▶ Exercise goal:
Rewrite all the items below with every "instance" changed to "occurrence" and nothing else altered, leaving the pictures out.

▶ Material for the task:
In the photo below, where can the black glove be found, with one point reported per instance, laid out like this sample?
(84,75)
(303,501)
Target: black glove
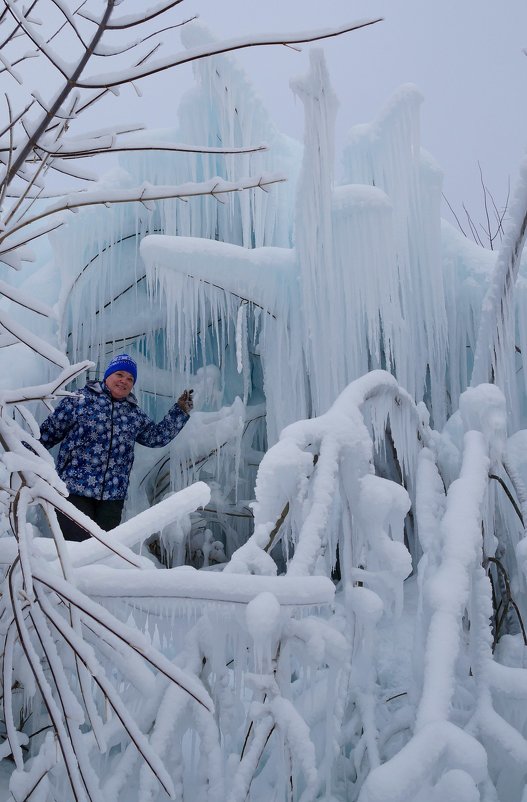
(185,401)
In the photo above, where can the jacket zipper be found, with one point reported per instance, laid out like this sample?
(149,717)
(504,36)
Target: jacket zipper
(109,453)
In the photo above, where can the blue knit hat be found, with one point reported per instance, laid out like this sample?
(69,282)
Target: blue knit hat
(121,362)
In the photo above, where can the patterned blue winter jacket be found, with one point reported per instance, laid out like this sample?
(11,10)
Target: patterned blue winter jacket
(98,434)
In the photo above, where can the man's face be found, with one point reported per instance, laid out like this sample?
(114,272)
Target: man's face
(120,384)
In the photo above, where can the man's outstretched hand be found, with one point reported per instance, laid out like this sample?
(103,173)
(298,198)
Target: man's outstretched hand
(185,401)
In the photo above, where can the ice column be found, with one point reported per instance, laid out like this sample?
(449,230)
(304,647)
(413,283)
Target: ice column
(314,238)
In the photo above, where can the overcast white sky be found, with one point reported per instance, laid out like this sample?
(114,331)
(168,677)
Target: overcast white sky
(466,57)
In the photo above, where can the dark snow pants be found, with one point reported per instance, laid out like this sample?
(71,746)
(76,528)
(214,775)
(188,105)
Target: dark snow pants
(107,514)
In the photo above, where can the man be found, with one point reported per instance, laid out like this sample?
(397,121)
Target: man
(97,429)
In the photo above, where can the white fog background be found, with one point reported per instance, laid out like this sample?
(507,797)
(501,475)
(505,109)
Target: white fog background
(466,58)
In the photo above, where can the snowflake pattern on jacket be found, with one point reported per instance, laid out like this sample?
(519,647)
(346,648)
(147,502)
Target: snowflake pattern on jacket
(97,435)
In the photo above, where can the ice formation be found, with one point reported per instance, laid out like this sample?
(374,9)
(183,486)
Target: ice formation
(303,584)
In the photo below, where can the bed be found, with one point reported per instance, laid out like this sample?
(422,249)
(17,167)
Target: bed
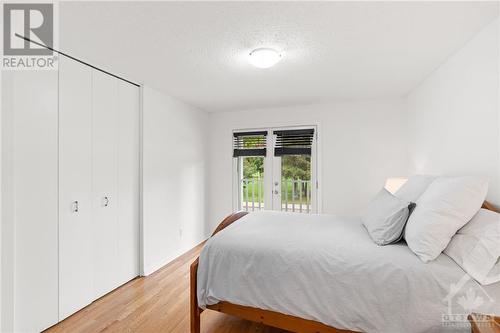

▶ Right answer:
In the photo below, where can the black glove be found, with one point reported per occurrence, laid out like this sample?
(84,75)
(303,501)
Target: black glove
(185,401)
In the photo above, where can the jacket zipper be found, with one point reported per occurrence, laid out like this sample?
(149,717)
(504,36)
Target: jacket zipper
(109,453)
In the photo above, where can the blue knit hat be found, with one point reported per occurrence, laid out like this sample?
(69,282)
Target: blue knit hat
(121,362)
In the photo above, where can the patterned blue winter jacket be found, with one point reported per occurrence, laid out like this sample?
(11,10)
Target: patterned blue winter jacket
(98,434)
In the photo above, where can the man's face be found, with one point reported per occurrence, laid out like this sample?
(114,272)
Target: man's face
(120,384)
In the photo above, where can the man's outstretched hand be found, with one point reported per occurrence, laid out like this sample?
(103,173)
(298,198)
Target: man's outstretched hand
(185,401)
In the photo above, where can the ice column be found, with one point reported per occurrence, laid out like this sample?
(449,230)
(304,647)
(413,283)
Target: ice column
(314,238)
In the photo above, where can the overcast white sky be found, with one point reported per occurrence, laid out like this sample?
(114,331)
(168,677)
Target: overcast white sky
(466,57)
In the photo above, where can the dark snow pants be found, with one point reported per occurrence, laid out like this sample?
(71,746)
(76,528)
(214,775)
(188,105)
Target: dark snow pants
(107,514)
In the photo above, where can the man be found, with one point reported per occurrence, laid out like this sample?
(397,121)
Target: man
(97,429)
In the photo above, where can the white fog background be found, with one point reported per occurrence, laid out like this sample?
(507,797)
(501,475)
(505,109)
Target: white fog background
(466,58)
In the photo above, where can the snowflake pattern on jacket be found, with one point reported per occurrence, laid out like this sample?
(519,647)
(346,648)
(147,502)
Target: snowflake pattern on jacket
(97,435)
In the photo above, where can the ice formation be found, with one point reported per occurrence, laid out like this sample?
(374,9)
(183,486)
Target: ice formation
(303,584)
In the photo below, where can the bed be found, with one point reported per occurrence, laid out like this sample?
(422,249)
(17,167)
Target: bed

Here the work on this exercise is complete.